図書館員のコンピュータ基礎講座
記憶装置ここでは、リムーバブル・メディア(Removable media)と呼ばれる着脱可能な記憶媒体を中心に、CD、DVD以外の主な補助記憶装置(Auxiliary Storage Unit、別名:外部記憶装置(External Storage Unit))や記録媒体をご紹介します。大容量記憶装置に関しては大容量記憶装置のページを参照してください。 フロッピー・ディスク【2008-01-19更新】
1972年にIBMが開発したフロッピー・ディスク(Floppy Disk)は、磁性体を塗った円盤をカートリッジに入れたもので、磁気によってデータを記録します。FD(エフディー)と略されることもあり、また、JISではフレキシブル・ディスク・カートリッジ(Flexible Disk cartridge)という名称を使用しています。最初のディスクの大きさは8インチでしたが、その後、5.25インチ(一般的に「5インチ」と呼ばれる)、3.5インチのものが登場しました。8インチの標準サイズに対し、5.25インチをミニ・フロッピー・ディスク、3.5インチをマイクロ・フロッピー・ディスクとも呼びます。汎用性が高く安価ですが、CDやDVD、メモリ・カードなどの新記録媒体に比べて容量が小さく読み書き速度も遅いため、現在では8インチや5インチのものはほとんど使われなくなりました。 記録方式・種類には、主に次の表のようなものがあります。

********

ページ本文によると、JISではフロッピー・ディスクをどのような名称で呼んでいますか。 行データは参照しなくてかまいません。

▶ _データ行一覧_
********

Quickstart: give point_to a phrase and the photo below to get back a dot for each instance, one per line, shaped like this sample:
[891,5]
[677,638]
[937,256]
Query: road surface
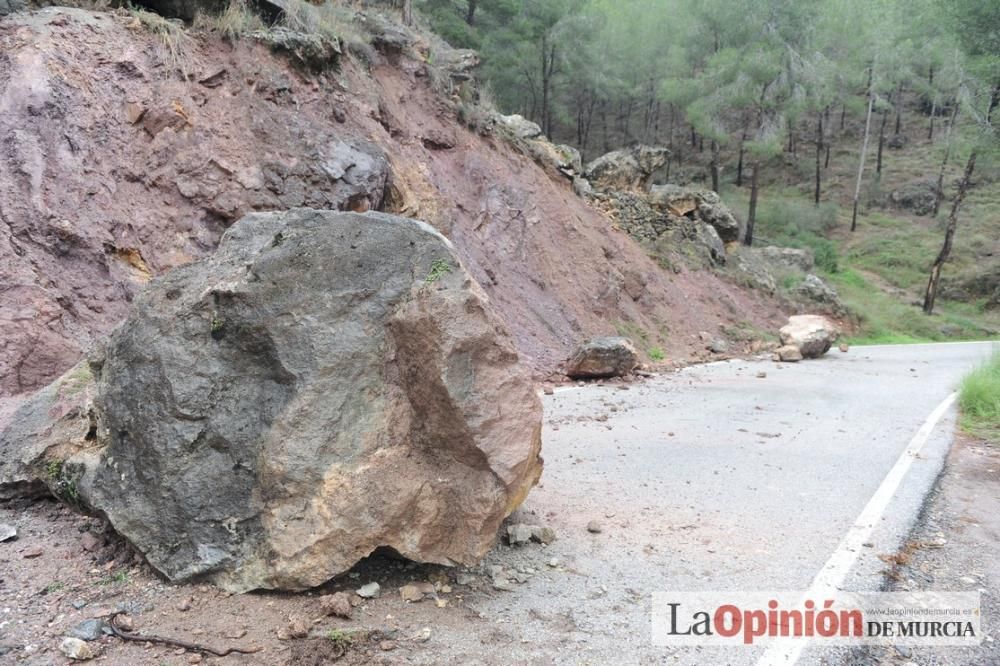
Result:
[719,478]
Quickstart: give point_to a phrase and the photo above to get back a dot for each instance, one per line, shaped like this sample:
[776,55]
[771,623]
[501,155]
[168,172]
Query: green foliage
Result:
[979,398]
[116,579]
[236,21]
[439,268]
[790,222]
[888,320]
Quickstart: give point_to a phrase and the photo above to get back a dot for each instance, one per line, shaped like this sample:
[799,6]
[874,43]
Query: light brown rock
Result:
[337,604]
[789,354]
[812,334]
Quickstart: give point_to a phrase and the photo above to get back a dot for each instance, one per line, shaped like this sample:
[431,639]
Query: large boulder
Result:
[626,169]
[813,289]
[813,335]
[704,205]
[11,6]
[325,384]
[603,357]
[520,126]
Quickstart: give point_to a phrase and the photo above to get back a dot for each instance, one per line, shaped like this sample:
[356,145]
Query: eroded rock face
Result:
[789,257]
[139,171]
[520,126]
[11,6]
[324,384]
[812,288]
[812,335]
[603,357]
[626,169]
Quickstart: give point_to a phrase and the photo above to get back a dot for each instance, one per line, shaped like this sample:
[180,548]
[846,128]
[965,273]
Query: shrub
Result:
[979,397]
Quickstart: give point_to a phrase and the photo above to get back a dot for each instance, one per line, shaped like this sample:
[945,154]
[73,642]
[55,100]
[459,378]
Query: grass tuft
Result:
[979,397]
[176,42]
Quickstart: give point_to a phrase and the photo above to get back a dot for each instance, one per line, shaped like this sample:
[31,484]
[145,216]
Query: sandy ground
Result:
[963,514]
[688,476]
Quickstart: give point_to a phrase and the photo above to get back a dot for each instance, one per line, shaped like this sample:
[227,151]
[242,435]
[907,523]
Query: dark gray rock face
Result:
[812,288]
[603,357]
[324,384]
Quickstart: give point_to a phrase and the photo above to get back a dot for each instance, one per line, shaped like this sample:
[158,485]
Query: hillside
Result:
[136,143]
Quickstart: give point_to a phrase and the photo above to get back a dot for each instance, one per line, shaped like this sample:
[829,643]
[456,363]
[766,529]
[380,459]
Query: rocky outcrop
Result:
[11,6]
[747,266]
[789,258]
[812,335]
[136,166]
[788,354]
[703,205]
[311,50]
[323,385]
[629,169]
[603,357]
[137,172]
[695,224]
[813,289]
[520,126]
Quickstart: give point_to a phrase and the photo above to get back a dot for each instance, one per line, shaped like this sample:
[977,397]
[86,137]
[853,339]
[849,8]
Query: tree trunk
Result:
[752,214]
[994,103]
[861,162]
[949,235]
[714,168]
[819,153]
[739,164]
[939,188]
[899,109]
[881,143]
[604,126]
[548,65]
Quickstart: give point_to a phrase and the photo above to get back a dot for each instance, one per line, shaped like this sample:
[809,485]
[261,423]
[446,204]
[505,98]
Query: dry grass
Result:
[236,22]
[176,44]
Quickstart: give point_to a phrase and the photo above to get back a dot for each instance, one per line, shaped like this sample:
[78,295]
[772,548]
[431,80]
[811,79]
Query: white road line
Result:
[906,345]
[785,652]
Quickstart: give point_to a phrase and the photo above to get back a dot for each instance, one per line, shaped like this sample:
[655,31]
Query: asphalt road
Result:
[718,479]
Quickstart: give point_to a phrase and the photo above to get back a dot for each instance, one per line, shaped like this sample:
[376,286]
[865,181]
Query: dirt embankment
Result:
[115,168]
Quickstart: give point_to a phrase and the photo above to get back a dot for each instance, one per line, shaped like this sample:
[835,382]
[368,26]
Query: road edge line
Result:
[786,652]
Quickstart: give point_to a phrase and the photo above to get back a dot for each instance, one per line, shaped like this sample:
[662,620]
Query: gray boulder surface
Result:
[323,385]
[789,257]
[918,197]
[813,289]
[603,357]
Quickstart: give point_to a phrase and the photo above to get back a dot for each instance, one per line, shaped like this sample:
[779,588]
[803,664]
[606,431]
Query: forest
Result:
[740,89]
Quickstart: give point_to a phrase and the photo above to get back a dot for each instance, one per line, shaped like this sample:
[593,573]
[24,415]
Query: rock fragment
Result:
[76,649]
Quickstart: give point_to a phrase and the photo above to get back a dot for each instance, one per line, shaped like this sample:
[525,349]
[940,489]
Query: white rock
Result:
[76,649]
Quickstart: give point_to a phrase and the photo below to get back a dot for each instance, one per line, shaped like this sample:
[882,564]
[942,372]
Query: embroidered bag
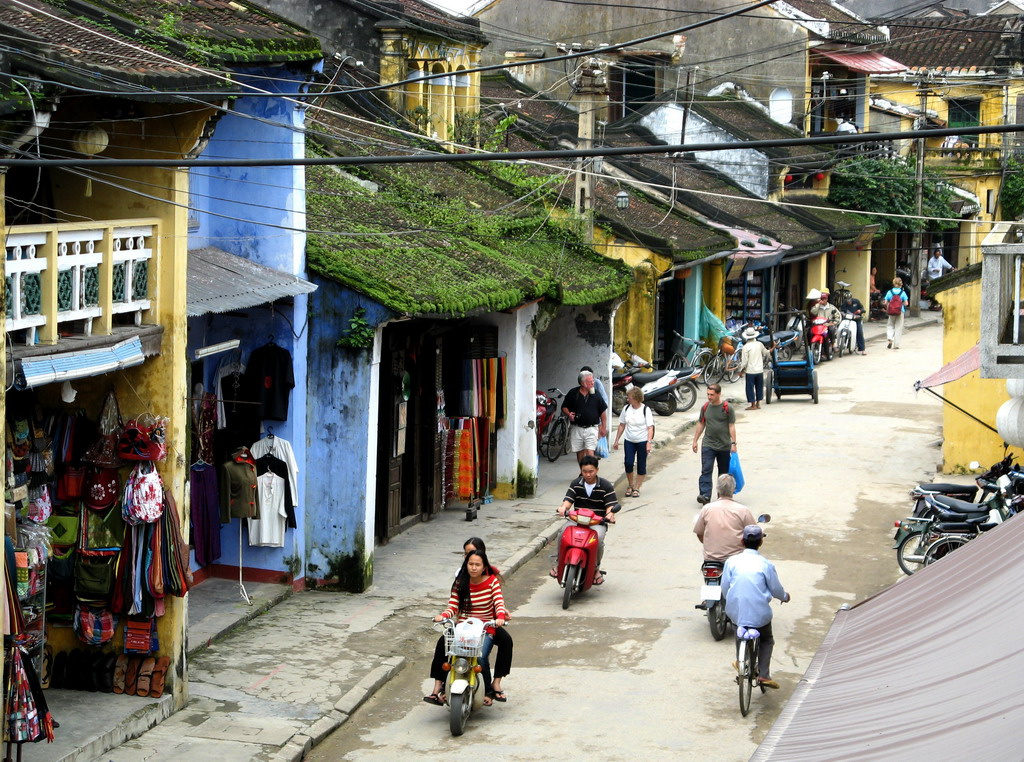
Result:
[71,483]
[102,487]
[94,626]
[103,452]
[143,496]
[139,441]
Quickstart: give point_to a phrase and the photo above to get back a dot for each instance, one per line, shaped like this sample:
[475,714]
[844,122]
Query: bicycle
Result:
[749,640]
[555,439]
[688,352]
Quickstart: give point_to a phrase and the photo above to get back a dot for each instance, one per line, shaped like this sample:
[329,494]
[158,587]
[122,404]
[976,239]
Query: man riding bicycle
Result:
[749,584]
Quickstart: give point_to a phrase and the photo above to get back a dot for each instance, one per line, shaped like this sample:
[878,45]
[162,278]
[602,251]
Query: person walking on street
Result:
[720,524]
[717,424]
[588,414]
[637,422]
[752,365]
[749,584]
[853,305]
[895,301]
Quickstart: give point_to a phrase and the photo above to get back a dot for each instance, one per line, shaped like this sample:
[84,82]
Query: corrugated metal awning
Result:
[219,282]
[867,61]
[32,372]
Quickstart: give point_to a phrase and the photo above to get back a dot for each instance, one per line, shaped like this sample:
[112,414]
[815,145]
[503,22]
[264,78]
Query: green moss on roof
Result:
[422,253]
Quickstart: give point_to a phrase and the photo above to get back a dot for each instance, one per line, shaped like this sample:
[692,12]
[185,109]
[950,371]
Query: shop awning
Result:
[867,61]
[957,369]
[219,282]
[37,371]
[930,668]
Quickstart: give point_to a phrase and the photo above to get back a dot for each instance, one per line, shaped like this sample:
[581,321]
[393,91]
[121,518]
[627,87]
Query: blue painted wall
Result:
[259,213]
[341,410]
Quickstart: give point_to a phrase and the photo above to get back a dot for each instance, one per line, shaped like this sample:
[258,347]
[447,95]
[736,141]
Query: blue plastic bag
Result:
[735,471]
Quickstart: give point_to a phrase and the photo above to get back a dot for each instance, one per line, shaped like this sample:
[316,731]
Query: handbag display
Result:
[140,441]
[71,483]
[103,452]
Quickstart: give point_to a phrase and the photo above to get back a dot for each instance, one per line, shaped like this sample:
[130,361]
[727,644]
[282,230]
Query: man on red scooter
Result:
[590,491]
[821,308]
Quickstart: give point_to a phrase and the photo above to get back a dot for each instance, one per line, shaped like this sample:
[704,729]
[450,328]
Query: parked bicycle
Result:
[688,352]
[554,439]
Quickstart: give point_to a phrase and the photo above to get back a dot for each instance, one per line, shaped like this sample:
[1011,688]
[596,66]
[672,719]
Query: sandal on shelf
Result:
[120,668]
[159,677]
[144,676]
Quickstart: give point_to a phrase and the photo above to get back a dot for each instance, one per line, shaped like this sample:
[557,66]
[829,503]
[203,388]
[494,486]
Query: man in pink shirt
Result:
[720,523]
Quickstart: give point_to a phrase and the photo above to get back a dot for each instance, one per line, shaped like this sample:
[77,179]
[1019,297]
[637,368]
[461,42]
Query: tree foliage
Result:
[1012,195]
[888,185]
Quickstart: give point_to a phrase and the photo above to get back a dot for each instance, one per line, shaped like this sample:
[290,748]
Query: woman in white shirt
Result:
[637,422]
[752,363]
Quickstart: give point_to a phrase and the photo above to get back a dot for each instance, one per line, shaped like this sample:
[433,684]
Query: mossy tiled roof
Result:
[225,32]
[432,241]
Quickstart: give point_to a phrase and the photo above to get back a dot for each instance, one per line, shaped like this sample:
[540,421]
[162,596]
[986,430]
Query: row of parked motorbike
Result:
[947,515]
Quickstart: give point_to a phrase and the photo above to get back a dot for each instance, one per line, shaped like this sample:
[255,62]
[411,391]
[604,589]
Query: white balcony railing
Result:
[79,271]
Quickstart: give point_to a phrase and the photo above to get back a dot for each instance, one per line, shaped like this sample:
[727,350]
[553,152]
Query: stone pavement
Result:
[275,685]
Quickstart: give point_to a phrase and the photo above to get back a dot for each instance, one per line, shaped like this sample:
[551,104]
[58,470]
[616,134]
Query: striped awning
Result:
[37,371]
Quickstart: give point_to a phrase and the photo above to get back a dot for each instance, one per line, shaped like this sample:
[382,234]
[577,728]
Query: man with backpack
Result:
[717,424]
[895,301]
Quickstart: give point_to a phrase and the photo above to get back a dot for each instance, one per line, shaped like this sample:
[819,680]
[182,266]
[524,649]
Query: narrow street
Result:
[631,669]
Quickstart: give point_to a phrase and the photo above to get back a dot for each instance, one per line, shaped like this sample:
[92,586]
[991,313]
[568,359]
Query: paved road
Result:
[631,670]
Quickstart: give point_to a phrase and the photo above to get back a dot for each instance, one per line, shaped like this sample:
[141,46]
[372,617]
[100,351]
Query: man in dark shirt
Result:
[590,491]
[588,413]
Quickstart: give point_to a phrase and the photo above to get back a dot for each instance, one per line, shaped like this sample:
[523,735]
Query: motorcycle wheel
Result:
[686,395]
[941,548]
[665,407]
[462,705]
[744,678]
[558,434]
[909,554]
[844,343]
[617,400]
[718,621]
[570,574]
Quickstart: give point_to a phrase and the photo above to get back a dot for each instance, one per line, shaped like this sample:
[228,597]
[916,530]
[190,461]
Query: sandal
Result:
[120,668]
[131,674]
[159,677]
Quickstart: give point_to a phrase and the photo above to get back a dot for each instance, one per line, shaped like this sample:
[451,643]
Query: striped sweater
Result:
[485,601]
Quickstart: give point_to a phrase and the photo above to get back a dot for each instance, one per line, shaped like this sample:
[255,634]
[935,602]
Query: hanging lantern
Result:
[91,141]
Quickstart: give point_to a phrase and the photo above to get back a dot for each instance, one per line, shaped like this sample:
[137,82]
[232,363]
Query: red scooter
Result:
[578,552]
[818,344]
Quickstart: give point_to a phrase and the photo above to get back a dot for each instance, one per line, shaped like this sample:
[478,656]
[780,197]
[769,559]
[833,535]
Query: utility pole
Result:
[916,258]
[590,85]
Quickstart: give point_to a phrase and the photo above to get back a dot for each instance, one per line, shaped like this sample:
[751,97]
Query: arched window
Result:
[780,104]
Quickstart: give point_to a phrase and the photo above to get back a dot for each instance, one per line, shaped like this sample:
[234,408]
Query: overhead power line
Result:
[431,158]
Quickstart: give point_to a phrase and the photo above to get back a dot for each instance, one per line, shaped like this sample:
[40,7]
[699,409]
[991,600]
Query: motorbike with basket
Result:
[578,547]
[464,689]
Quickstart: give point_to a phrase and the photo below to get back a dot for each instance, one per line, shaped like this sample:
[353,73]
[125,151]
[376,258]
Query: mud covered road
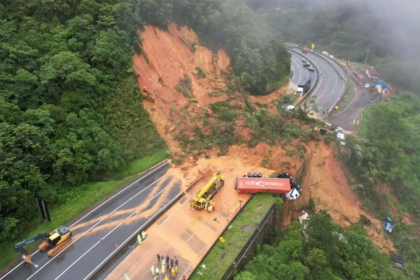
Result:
[113,221]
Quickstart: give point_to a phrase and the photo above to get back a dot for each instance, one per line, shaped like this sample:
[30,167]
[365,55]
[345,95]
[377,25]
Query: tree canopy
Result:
[320,250]
[385,32]
[70,107]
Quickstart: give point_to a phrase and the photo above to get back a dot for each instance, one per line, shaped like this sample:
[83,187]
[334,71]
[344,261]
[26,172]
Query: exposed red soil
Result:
[168,56]
[326,184]
[189,234]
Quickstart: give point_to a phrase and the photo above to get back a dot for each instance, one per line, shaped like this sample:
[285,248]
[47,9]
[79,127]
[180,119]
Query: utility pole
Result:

********

▶ _出力結果_
フレキシブル・ディスク・カートリッジ(Flexible Disk cartridge)です。